Task goal: Rewrite the data below, replacing every "What region does" with "Which area does" and keeping everything else the same. Leave the pictures out of your output.

Dataset items
Start

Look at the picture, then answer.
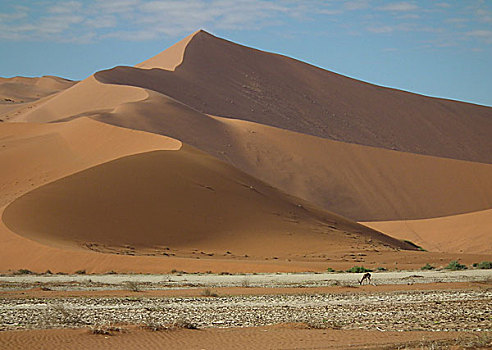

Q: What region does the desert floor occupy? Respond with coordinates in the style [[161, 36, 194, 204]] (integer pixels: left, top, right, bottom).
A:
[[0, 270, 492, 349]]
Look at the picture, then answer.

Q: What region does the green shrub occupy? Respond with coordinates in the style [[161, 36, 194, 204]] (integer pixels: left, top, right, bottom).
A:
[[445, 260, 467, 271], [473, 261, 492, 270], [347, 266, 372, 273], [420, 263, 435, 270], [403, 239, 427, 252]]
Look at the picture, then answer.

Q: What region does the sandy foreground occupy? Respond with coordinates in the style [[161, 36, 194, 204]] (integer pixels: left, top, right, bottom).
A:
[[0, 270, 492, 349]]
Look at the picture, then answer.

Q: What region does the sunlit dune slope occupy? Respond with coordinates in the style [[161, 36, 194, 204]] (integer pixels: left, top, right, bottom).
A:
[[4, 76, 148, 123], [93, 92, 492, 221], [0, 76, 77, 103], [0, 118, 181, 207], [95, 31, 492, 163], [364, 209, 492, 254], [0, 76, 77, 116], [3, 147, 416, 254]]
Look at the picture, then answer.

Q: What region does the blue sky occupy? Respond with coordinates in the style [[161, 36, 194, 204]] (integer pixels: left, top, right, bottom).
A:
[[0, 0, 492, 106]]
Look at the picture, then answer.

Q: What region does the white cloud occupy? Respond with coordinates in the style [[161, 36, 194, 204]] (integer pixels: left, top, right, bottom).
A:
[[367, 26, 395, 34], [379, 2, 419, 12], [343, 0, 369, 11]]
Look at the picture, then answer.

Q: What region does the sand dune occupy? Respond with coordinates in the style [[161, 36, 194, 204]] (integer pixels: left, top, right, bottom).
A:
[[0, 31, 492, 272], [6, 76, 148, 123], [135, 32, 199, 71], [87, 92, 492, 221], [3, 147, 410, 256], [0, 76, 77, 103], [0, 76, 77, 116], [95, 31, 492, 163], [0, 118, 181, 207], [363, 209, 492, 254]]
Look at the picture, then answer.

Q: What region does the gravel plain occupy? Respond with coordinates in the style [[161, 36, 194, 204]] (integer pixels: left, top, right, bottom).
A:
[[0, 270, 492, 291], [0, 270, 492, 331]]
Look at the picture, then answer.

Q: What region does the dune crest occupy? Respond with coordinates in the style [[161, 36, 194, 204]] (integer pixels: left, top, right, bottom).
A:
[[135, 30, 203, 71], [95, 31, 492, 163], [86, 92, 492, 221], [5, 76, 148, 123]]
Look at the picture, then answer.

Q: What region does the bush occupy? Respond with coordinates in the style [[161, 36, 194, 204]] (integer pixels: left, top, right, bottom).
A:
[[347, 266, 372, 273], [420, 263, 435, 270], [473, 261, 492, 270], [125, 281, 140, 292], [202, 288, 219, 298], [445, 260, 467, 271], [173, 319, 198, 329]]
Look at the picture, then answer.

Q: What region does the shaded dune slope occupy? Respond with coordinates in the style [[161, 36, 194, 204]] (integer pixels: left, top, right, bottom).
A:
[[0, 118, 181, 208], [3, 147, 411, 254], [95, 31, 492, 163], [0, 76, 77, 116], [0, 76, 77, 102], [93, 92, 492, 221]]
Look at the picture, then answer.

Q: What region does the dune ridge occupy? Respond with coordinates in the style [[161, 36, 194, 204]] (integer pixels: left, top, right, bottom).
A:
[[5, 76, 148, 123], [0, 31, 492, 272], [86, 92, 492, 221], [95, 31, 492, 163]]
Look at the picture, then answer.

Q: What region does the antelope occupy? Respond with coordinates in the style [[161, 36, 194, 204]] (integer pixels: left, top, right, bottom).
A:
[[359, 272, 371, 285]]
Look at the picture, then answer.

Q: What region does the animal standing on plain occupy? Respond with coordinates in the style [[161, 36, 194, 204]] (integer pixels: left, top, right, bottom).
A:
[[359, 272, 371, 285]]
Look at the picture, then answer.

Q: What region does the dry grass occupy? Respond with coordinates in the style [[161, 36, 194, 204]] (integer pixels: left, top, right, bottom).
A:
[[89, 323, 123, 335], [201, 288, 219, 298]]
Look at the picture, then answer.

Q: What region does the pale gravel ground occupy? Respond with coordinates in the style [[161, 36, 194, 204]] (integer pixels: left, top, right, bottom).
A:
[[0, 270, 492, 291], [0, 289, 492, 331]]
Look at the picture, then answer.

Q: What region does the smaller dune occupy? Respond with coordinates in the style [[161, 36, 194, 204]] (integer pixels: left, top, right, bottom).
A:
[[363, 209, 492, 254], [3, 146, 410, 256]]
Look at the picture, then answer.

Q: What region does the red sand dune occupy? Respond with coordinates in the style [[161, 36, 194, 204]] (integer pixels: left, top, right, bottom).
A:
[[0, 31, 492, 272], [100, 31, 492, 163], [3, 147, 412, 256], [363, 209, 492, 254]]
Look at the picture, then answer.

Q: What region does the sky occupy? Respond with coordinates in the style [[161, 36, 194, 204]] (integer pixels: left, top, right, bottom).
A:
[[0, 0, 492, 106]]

End

Exercise output:
Look at the picture, then answer.

Q: Which area does the desert floor occupy? Respond with coordinates in the style [[161, 36, 194, 204]] (integer pixels: left, top, right, bottom).
A:
[[0, 270, 492, 349]]
Look at the picture, then answer.

Q: Which area does the green shrub occupy? Respond with coordinates in the style [[161, 36, 194, 204]] (integer pixels: left, top, right, bottom).
A:
[[445, 260, 467, 271], [473, 261, 492, 270], [347, 266, 372, 273], [420, 263, 435, 270], [403, 239, 427, 252]]
Look at the picture, then answer.

Q: Which area does the sandy foreground occupy? Respond with coordinates in the style [[161, 36, 194, 204]] (integer pixels: left, top, right, bottom).
A:
[[0, 270, 492, 349]]
Look at the picture, then answer.

Q: Which area does the sunlit dune slope occupy? Respond with coordinates in the style [[161, 36, 194, 204]] (integer pixels: left, top, right, bottom).
A:
[[4, 76, 148, 123], [93, 92, 492, 221], [0, 76, 77, 103], [0, 118, 181, 207], [95, 31, 492, 163], [364, 209, 492, 254], [0, 76, 77, 116], [3, 147, 416, 254]]
Look at the picture, then answer.

Q: Which area does the blue sky occupy? Respond with coordinates in the style [[161, 36, 194, 204]] (integer pixels: left, top, right, bottom).
A:
[[0, 0, 492, 106]]
Look at the picture, then answer.

Q: Which area does the white cloud occupy? Respond with coordinates in the style [[161, 36, 194, 204]] (integer pixels: left, top, right, bottom).
A:
[[367, 26, 395, 34], [379, 2, 419, 12], [343, 0, 369, 11]]
Look at the picture, then answer.

Q: Which area does the sand dune occupy? Respond with coordinates in the style [[161, 36, 194, 204]] (integer pixels: left, top, right, bottom).
A:
[[0, 31, 492, 272], [6, 76, 148, 123], [135, 32, 199, 71], [87, 92, 492, 221], [3, 147, 410, 256], [0, 76, 77, 103], [0, 76, 77, 116], [95, 31, 492, 163], [0, 118, 181, 207], [363, 209, 492, 254]]
Look at the picture, then answer.

Q: Which area does the gravel plain occupy? Respond with coordinates in the style [[161, 36, 194, 204]] (integer pixels: left, top, right, bottom).
A:
[[0, 270, 492, 291], [0, 270, 492, 331]]
Look at the picture, then answer.

Q: Which area does the dune crest occupy? Respond with coordinates in the style [[161, 36, 194, 204]] (integer pixels: left, top, right, bottom).
A:
[[135, 30, 203, 71], [95, 31, 492, 163], [86, 92, 492, 221], [5, 76, 148, 123]]
Look at the picture, then answer.

Q: Which area does the bush occupy? Respond with coordinates in the style [[161, 36, 194, 204]] (integer pixels: left, top, right, bottom).
A:
[[347, 266, 372, 273], [420, 263, 435, 270], [473, 261, 492, 270], [125, 281, 140, 292], [202, 288, 219, 298], [445, 260, 467, 271], [173, 319, 198, 329]]
Look at the picture, then answer.

Q: Which area does the shaded dune slope occupy? Respond with coordinates in the style [[161, 36, 194, 204]] (integer pixels: left, top, right, bottom).
A:
[[0, 118, 181, 208], [3, 147, 411, 254], [95, 31, 492, 163], [0, 76, 77, 116], [0, 76, 77, 102], [93, 92, 492, 221]]
Look at the picture, then answer.

Q: Which area does the dune ridge occupy? Respond with coordinates in the style [[161, 36, 194, 204]] (integer pixels: left, top, right, bottom).
A:
[[5, 76, 148, 123], [0, 31, 492, 272], [86, 92, 492, 221], [95, 31, 492, 163]]
Look at the picture, then answer.

Q: Which area does the antelope occupy? Respond with coordinates in the style [[161, 36, 194, 204]] (integer pixels: left, top, right, bottom).
A:
[[359, 272, 371, 285]]
Look at the picture, then answer.

Q: Which area does the animal standing on plain occupy? Respond with coordinates in the style [[161, 36, 194, 204]] (integer pixels: left, top, right, bottom).
A:
[[359, 272, 371, 285]]
Look at the picture, then answer.

Q: Which area does the dry grass occupy? Respond with coordinates in the style [[161, 36, 194, 204]] (integer pixels: left, top, right, bottom).
A:
[[89, 323, 123, 335], [201, 288, 219, 298]]
Look at the picture, then answer.

Q: Which area does the pale gravel ground occupy? Respond with coordinates in the style [[161, 36, 194, 204]] (integer pixels: left, top, right, bottom).
A:
[[0, 270, 492, 291], [0, 289, 492, 331]]
Look at the picture, then answer.

Q: Which area does the smaller dune occupy? Respond with coordinates in the style [[161, 36, 194, 204]] (integer pixels: left, top, right, bottom).
A:
[[363, 209, 492, 254], [3, 146, 410, 256]]
Look at the picture, then answer.

Q: Which area does the red sand dune occupy? Respond with coordinates in the style [[161, 36, 194, 204]] (integer pixels: left, top, right, bottom).
A:
[[0, 31, 492, 272], [100, 31, 492, 163], [3, 147, 412, 256], [363, 209, 492, 254]]
Look at the picture, then answer.

Q: Which area does the sky occupy? Respond with coordinates in the style [[161, 36, 194, 204]] (integer pixels: left, top, right, bottom).
A:
[[0, 0, 492, 106]]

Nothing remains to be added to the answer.